And cosleeping doesn’t work for everyone. I can’t even sleep in the same room as my husband because I need space and to wriggle around. Trying to sleep in the same bed as a baby was an exercise in extreme frustration and being awake all night trying to stay still. Let alone trying to feed lying down, that simply doesn’t work with all breast types. My breasts meant it was rugby hold or nothing.

MyMumDimensionJumps · 31/08/2018 09:17

I think you should do what is best for you and your family.

I breastfed for ages with my son and it was very tough, but I am glad I did it, although there were many times I deeply regretted it too. It's a bit of a journey, just like pregnancy.

I think they key to a good night sleep is to not let the child sleep while on the breast and not rely on it for comfort too much. Nobody told me the difference between comfort nursing and actual feeding, so I think it was that that affected sleep and his general reliance on the breast. They will cluster feed and need frequent feeding, but it is possible they may do this on formula too, and the same for not sleeping either! FF babies are known to have more gas than BF babies, which may also lose you sleep!

++++++

■ Problem to work on ■
Continue the forum thread on breastfeeding and sleep, starting after its final sentence. The data has no connection to the forum thread on breastfeeding and sleep.

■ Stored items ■
++++++

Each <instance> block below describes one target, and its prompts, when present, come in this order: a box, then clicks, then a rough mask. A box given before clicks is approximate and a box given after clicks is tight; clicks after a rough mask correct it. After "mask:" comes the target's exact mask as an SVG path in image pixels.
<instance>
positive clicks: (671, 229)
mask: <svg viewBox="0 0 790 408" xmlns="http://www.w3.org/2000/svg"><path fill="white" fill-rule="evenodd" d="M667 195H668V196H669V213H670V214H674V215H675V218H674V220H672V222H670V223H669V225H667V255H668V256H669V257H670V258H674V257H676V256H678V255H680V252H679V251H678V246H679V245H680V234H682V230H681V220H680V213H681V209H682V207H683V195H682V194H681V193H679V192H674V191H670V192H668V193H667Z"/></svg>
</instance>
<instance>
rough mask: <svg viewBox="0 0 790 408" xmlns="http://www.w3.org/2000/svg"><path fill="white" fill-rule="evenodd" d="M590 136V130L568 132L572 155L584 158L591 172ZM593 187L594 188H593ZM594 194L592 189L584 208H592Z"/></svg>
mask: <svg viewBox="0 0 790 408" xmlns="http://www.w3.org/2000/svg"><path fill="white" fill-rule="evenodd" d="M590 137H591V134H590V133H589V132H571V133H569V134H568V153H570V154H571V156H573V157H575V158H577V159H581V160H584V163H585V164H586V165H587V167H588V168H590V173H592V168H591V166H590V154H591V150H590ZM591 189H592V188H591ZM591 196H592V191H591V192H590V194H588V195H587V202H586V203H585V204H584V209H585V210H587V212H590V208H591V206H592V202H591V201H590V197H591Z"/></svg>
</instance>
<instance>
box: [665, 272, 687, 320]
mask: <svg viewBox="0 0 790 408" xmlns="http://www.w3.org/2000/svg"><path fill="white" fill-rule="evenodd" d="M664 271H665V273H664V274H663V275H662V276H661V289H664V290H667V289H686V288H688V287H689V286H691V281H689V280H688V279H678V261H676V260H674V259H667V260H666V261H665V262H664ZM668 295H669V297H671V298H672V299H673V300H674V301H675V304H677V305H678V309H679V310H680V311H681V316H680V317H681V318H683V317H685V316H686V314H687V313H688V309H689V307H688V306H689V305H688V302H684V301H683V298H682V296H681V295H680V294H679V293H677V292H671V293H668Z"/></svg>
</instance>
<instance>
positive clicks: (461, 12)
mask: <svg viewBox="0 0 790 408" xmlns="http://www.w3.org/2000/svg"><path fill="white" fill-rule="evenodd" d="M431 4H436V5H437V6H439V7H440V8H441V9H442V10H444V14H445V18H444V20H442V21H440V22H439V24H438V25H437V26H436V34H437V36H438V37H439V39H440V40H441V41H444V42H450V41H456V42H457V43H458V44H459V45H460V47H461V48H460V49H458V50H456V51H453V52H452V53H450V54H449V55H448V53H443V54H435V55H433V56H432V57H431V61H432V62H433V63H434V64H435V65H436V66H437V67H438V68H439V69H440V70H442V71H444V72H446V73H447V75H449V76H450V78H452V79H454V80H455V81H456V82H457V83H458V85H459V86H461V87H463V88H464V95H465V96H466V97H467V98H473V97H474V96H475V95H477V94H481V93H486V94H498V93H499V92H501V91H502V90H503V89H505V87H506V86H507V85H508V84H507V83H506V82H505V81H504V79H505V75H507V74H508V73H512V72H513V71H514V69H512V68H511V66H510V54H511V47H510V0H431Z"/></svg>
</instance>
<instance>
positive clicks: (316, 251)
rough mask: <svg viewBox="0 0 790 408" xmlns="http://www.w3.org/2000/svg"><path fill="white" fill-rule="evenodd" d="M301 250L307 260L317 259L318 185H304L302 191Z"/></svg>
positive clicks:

++++++

■ Exercise output ■
You can also express milk so your OH can do night feeds. I chose to just cosleep and he just latched on in the night and then rolled over when he was done. No getting out of bed!! You can also BF in a sling, so it doesn't impact on your day too much. You will also get used to BF in public. I just covered myself with a scarf, which was my personal choice.

I would suggest reading up on the benefits of BF, and getting some tips on what has worked for others, and then you can make a decision on what is right for you.

Artichoke18 · 31/08/2018 09:18

Babies want to breastfeed. That’s enough reason imo to be open to trying if you have never done so before and have no medical reasons preventing you. Stop if it doesn’t work out or suit you, but don’t close your mind to it completely.

I’m not sure if benefits to the mother have been mentioned on the thread as yet.

Caspiana · 31/08/2018 09:32

Someone mentioned mix feeding as an alternative option above. This is a genuine enquiry because I mix fed my baby for a while due to issues with breastfeeding - how much of the benefits (whatever they may be) if breast feeding are lost by mix feeding instead of ebf? I thought I was wasting my time because she wasn’t getting much breast milk, and my health visitor just shrugged when I asked her.

Tubbyinthehottub · 31/08/2018 09:40

Yes, I didn't want to do it. Never tried, never got any pressure from anyone ever or any comments. Everyone is absolutely fine and I never for one second regret not trying.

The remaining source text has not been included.